* _PROVIDED PASSAGE_
During the March meeting, city officials presented a plan that highlighted areas of recent redevelopment in Downtown Wilmington around Rodney Square, and around a cluster of largely vacant office buildings that once held the headquarters of the credit card company MBNA, known locally as Bainbridge.
One of those buildings is now the site of “The Bridge” – an education hub with plans to bring in academic programs from the University of Delaware, Delaware State University, and Delaware Law School.
“The Bridge is transforming Rodney Square,” one slide of the city’s presentation said, in part.
The second half of the city’s presentation focused on the Riverfront East area, which BPG has heavily developed in recent years in partnership with the Riverfront Development Corporation, a state-chartered and taxpayer-funded organization. That includes the building of the Chase Fieldhouse that is home of the Philadelphia 76ers’ G-League affiliate team, the Delaware Blue Coats.
The presentation also noted that the Riverfront Development Corporation provides “financial incentives, including loans and grants, to stimulate significant private investments.”

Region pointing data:

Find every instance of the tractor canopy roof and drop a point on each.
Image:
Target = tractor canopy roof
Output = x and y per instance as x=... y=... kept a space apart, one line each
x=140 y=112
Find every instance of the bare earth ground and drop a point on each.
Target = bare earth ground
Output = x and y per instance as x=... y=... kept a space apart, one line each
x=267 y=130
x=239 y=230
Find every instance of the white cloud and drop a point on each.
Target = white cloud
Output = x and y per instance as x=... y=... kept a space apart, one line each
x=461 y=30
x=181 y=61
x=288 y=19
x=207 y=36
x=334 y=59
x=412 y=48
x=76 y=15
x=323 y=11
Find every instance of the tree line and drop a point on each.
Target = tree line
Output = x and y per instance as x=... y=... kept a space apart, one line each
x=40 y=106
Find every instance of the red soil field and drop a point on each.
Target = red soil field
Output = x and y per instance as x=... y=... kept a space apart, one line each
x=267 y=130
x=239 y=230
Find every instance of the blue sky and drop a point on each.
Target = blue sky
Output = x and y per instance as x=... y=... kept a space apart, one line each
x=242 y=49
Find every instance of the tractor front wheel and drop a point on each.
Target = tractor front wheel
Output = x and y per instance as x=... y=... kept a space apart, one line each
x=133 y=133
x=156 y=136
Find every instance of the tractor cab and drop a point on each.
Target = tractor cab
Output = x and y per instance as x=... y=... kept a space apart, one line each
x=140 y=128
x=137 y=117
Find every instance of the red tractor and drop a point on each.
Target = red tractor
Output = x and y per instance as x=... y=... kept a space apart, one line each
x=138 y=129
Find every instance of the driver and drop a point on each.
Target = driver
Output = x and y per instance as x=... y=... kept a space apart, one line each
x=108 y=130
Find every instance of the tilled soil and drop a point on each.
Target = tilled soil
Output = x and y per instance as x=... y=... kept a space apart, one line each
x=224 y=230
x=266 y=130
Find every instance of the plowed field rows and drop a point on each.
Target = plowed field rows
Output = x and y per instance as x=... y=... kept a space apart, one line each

* _DIRECTIONS_
A. In the Wilmington redevelopment passage, copy the stretch from "One of those" through "Delaware Blue Coats.".
B. According to the Wilmington redevelopment passage, which team plays at the Chase Fieldhouse?

* _ANSWERS FOR THE TASKS_
A.
One of those buildings is now the site of “The Bridge” – an education hub with plans to bring in academic programs from the University of Delaware, Delaware State University, and Delaware Law School.
“The Bridge is transforming Rodney Square,” one slide of the city’s presentation said, in part.
The second half of the city’s presentation focused on the Riverfront East area, which BPG has heavily developed in recent years in partnership with the Riverfront Development Corporation, a state-chartered and taxpayer-funded organization. That includes the building of the Chase Fieldhouse that is home of the Philadelphia 76ers’ G-League affiliate team, the Delaware Blue Coats.

B. The Delaware Blue Coats, the Philadelphia 76ers' G-League affiliate team.